| Exercise text |
......

Neuroendocrine Tumors

Neuroendocrine tumors can occur throughout the body and are defined by their ability to excrete hormones into the bloodstream, which then cause the patient to have symptoms. When the endocrine system is functioning normally, many different types of endocrine cells produce a variety of hormones that regulate body functions, from metabolism to digestion to cardiovascular function.

Neuroendocrine tumors can occur anywhere in the body where these endocrine cells reside, including the pancreas, intestines, lungs, neck and brain. Tumors are classified by the hormones they produce. Symptoms caused by these tumors can be very peculiar because of the effects these hormone can have on the body.

Symptoms can range from stomach ulcers to blood sugar disturbances to heart valve disorders, and can often be difficult to diagnose because these symptoms can come on gradually over weeks to months. Some types of neuroendocrine tumors are associated with genetic mutations that can be passed from generation to generation; genetic testing can help both patients and their families.

Pancreatic or Gastroenteropancreatic Neuroendocrine Tumors

Neuroendocrine tumors that originate in the pancreas or nearby intestine are called gastroenteropancreatic neuroendocrine tumors because of their location in the upper part of the abdomen. Symptoms from these tumors vary widely and are based on the hormones each type produces.

......

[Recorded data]
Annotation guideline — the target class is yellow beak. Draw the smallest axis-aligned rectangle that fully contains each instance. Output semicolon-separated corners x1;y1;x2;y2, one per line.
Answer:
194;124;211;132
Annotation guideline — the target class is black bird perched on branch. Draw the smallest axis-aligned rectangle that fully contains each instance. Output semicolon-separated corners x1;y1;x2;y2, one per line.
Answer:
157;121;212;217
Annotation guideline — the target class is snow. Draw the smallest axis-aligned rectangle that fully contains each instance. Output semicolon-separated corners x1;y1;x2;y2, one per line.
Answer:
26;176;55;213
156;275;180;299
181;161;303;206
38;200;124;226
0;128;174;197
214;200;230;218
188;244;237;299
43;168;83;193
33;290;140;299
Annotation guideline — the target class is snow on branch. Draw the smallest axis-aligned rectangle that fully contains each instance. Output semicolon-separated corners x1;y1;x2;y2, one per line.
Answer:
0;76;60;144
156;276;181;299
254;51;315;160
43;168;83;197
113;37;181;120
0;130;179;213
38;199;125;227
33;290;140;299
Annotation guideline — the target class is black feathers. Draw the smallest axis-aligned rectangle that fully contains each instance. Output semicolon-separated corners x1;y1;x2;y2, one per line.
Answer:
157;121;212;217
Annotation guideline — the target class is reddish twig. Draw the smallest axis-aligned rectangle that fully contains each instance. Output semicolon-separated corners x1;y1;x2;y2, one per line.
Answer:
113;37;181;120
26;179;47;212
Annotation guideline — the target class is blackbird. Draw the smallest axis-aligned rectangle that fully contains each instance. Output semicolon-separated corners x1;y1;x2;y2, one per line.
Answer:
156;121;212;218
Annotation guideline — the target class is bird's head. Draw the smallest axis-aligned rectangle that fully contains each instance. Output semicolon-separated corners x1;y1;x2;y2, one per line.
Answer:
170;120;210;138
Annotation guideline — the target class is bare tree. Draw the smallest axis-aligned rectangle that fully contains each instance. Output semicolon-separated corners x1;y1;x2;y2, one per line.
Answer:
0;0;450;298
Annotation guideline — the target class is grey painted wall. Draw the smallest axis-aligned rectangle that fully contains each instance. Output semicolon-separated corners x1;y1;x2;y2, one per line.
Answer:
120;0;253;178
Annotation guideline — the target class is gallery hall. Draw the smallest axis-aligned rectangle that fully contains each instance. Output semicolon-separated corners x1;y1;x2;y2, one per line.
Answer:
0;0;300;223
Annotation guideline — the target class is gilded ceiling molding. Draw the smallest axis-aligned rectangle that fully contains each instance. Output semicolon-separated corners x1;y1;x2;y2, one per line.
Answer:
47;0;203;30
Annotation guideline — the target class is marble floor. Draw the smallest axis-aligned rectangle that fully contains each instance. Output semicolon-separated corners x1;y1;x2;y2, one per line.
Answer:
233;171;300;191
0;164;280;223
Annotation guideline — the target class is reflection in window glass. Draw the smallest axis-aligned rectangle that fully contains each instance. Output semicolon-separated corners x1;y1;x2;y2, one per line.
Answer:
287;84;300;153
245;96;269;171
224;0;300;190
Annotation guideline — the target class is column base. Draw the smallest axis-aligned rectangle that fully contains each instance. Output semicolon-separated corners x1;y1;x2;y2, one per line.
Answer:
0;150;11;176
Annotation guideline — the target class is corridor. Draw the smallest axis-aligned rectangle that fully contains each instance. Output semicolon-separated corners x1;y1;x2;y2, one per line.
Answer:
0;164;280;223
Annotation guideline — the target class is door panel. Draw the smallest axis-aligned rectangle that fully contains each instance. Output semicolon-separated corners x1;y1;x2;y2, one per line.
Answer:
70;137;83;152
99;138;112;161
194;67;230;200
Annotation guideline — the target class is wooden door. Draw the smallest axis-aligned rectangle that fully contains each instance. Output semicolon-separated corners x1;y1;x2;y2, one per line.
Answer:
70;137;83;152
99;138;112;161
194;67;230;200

......

| Work task A |
Decide whether each statement below agrees with the text on neuroendocrine tumors, answering yes or no and quoting the words from it that settle the matter: (i) Neuroendocrine tumors are classified by the hormones they produce. (ii) Symptoms of neuroendocrine tumors always appear suddenly over a few days. (iii) Gastroenteropancreatic neuroendocrine tumors are named for their location in the lower part of the abdomen.
| Work task B |
From the text on neuroendocrine tumors, print the passage starting at "Neuroendocrine tumors can occur anywhere" and ending at "on the body.".
| Work task C |
Carry on the text on neuroendocrine tumors from the point where it stops.

| Written response A |
(i) Yes: "Tumors are classified by the hormones they produce."
(ii) No: "these symptoms can come on gradually over weeks to months"
(iii) No: "because of their location in the upper part of the abdomen"

| Written response B |
Neuroendocrine tumors can occur anywhere in the body where these endocrine cells reside, including the pancreas, intestines, lungs, neck and brain. Tumors are classified by the hormones they produce. Symptoms caused by these tumors can be very peculiar because of the effects these hormone can have on the body.

| Written response C |
Carcinoid tumors are neuroendocrine tumors that produce a hormone called serotonin, which in high levels can cause flushing, palpitations and dizziness. These tumors usually originate in the intestine, but can also be found in the lungs or liver.

Treatment of Neuroendocrine Tumors

The treatment for neuroendocrine tumors depends on the type of tumor and whether the tumor has spread to other organs or tissues. Our physicians will recommend medication to treat the symptoms of hormone excess, as well as surgical removal of the tumor.

The medical outcomes and the cure rates of these tumors also vary widely, depending on the type of tumor and how early the diagnosis is made. Because patients with neuroendocrine tumors often require care provided across several specialties, a multidisciplinary approach can offer the best care and chance for cure.